_WRITTEN TASKS:_
1) Using the code listing below, decide whether each statement agrees with it, answering yes or no and quoting the words that decide it: (a) The inefficient dot-product version starts by creating two random 2x2 matrices of integers. (b) Each timed version is run 1,000 times. (c) The inefficient list-sorting version builds ten nested lists inside one main list.
2) Reproduce word for word the passage of the code listing below that falls between "testcode3 = '''" and "LL.append(randList)", inclusive.

[BEGIN READING TEXT]

Please enter a list of whole numbers separated by spaces: 2 4
with for loop:  [4]
with lambda:  [4]
12.5
12.5


## Coding 3:

In [4]:
import timeit #uses timeit module to note the efficiency of each version of code and check whether the changes made improved code efficiency 
# source for help with timeit: https://www.geeksforgeeks.org/timeit-python-examples/

#(1)--> dot product square 2x2 matrices
##(a: inefficient):
mysetup = "import random"
testcode = '''
# initializes two random 2x2 matrices of integers
myRandMat1 = [[random.randint(0,10) for i in range(2)] for y in range(2)]
myRandMat2 = [[random.randint(0,10) for i in range(2)] for y in range(2)]

#method to transpose second matrix used in dot product
def matTranspose(mat): #source(not used exactly): https://www.geeksforgeeks.org/transpose-matrix-single-line-python/
    tMat = []
    for i in range(len(mat)):
        tMat.append([])
        for j in range(len(mat[i])):
            currVal = mat[j][i]
            tMat[i].append(currVal)
    return tMat

tranMat2 = matTranspose(myRandMat2)

dotMat = []
for x in range(len(myRandMat1)): #creation of dotMat containing lists for each index of final dot product matrix
    dotMat.append([])
    for y in range(len(tranMat2)):
        dotMat[x].append([]) #each nested list contains products of ints that will later be summed for the final matrix
        for z in range(len(tranMat2)):
            dotMat[x][y].append((myRandMat1[x][z]*tranMat2[y][z])) #appends products of ints in two matrices involved in sum of each position of dot product matrix
            #appended to nested list at correct index of dotMat list
        
finalMat = []
for x in range(len(dotMat)): #iterates through nested lists and appends sum of each list to final matrix
    finalMat.append([])
    for y in dotMat[x]:
        finalMat[x].append(sum(y))

'''

print("Code 1a[inefficient]: ")
print(timeit.timeit(setup=mysetup, stmt=testcode, number=100000))

##(b: efficient???):

# source: https://numpy.org/doc/stable/reference/generated/numpy.dot.html
mysetup2 = "import numpy as np, random"
testcode2 = '''
# initialization of two random 2x2 matrices of integers
mat1 = np.random.randint(10, size=(2,2))
mat2 = np.random.randint(10, size=(2,2))

np.dot(mat1,mat2)
'''
print("Code 1b[efficient]: ")
print(timeit.timeit(setup=mysetup2, stmt=testcode2, number=100000))


#(2)--> sort list of lists(ascending order within each list; then ascending by first element of each list)
##(a: inefficient):
mysetup3 = "import random"
testcode3 = '''

LL = [] #random initialization of five nested lists in one main list
for m in range(5):
    randList = [random.randint(0,10) for i in range(random.randint(0,5))]
    LL.append(randList)

#inner sorting of lists
for x in range(len(LL)): #iterates through inner lists
    for y in range(len(LL[x])-1): #val1 in nested list
        for z in range(y+1,len(LL[x])): #val2 in nested list
            if LL[x][y] > LL[x][z]: #comparing two values
                LL[x][y],LL[x][z] = LL[x][z],LL[x][y] #values swap positions if n > n+1

for i in range(len(LL)-1):
    for j in range(i+1,len(LL)):
        if LL[i] > LL[j]:
            LL[i],LL[j] = LL[j],LL[i]

'''
print("Code 2a[inefficient]: ")

[END READING TEXT]
[BEGIN RECORD SET]

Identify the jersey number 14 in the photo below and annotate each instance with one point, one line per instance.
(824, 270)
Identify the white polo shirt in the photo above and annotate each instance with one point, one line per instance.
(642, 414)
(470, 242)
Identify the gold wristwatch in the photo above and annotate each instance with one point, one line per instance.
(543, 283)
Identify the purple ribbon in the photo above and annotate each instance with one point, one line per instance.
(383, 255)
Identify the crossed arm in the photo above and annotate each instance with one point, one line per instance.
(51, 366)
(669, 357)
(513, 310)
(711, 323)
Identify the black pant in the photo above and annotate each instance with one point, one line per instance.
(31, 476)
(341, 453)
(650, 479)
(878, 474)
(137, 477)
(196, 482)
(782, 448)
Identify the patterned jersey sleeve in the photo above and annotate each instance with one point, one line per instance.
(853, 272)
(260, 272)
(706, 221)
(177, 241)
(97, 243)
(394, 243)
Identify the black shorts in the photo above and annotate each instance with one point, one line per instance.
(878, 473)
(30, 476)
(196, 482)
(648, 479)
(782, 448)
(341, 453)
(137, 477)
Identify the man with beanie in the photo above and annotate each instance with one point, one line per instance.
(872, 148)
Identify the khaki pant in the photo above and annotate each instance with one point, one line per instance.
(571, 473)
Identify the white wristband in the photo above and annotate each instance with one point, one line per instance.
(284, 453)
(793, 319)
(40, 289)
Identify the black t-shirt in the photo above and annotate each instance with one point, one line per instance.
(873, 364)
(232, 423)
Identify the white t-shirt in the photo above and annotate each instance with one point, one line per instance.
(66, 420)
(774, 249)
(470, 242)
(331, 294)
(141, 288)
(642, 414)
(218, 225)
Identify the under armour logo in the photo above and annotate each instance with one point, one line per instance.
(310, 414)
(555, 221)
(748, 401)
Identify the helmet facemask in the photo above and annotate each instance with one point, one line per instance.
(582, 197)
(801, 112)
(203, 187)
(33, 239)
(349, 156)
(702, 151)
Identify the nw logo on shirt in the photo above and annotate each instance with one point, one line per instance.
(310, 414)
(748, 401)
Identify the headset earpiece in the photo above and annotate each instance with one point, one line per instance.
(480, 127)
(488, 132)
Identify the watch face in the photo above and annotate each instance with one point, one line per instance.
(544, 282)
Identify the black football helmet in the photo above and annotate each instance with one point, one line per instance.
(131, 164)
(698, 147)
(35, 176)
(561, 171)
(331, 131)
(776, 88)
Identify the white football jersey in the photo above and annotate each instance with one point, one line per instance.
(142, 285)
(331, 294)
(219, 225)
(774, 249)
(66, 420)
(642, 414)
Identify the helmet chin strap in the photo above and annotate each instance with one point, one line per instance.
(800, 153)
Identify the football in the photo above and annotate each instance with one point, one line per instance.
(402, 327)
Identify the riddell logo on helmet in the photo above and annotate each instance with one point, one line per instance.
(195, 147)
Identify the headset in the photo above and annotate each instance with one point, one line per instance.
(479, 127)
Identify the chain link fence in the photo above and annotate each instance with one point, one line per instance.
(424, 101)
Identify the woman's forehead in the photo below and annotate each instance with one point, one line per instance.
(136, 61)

[END RECORD SET]

_SOLVED PROBLEMS:_
1)
(a) Yes: "# initializes two random 2x2 matrices of integers"
(b) No: "number=100000"
(c) No: "random initialization of five nested lists in one main list"

2)
testcode3 = '''

LL = [] #random initialization of five nested lists in one main list
for m in range(5):
    randList = [random.randint(0,10) for i in range(random.randint(0,5))]
    LL.append(randList)